▶ **Records for the exercise**
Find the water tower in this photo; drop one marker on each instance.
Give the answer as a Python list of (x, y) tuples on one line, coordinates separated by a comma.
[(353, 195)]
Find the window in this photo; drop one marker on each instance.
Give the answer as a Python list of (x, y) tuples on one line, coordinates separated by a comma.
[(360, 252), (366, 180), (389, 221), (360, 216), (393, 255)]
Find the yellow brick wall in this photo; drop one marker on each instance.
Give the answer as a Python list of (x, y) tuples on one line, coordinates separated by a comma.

* * *

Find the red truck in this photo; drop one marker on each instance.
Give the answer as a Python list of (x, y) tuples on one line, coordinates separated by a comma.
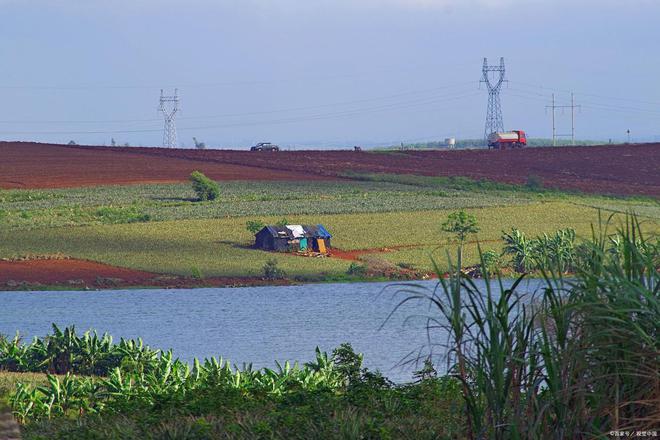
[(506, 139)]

==

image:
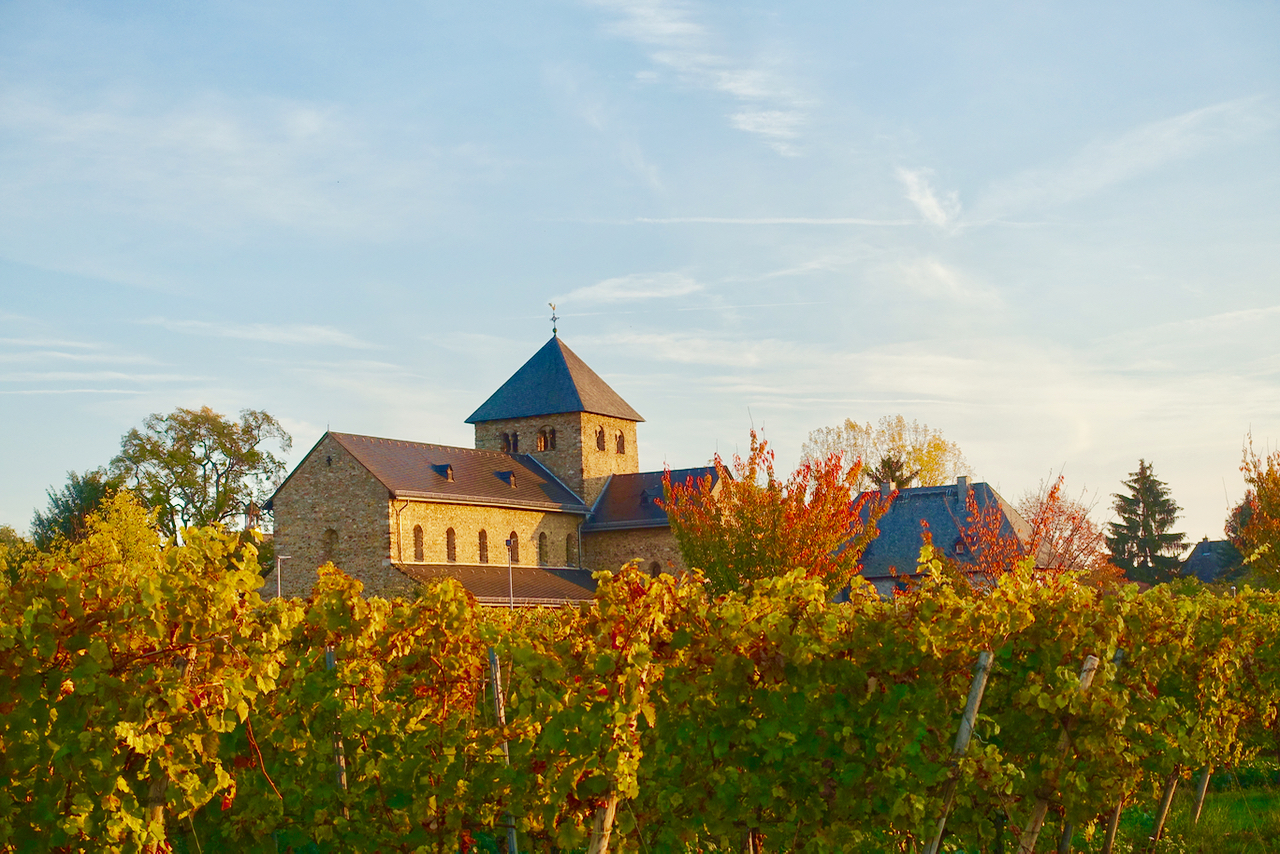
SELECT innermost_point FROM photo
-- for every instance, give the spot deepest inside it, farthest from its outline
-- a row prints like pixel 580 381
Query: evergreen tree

▶ **Work instruction**
From the records above, count the lines in which the string "marker" is found, and answer with the number alone.

▶ **Result of this exercise**
4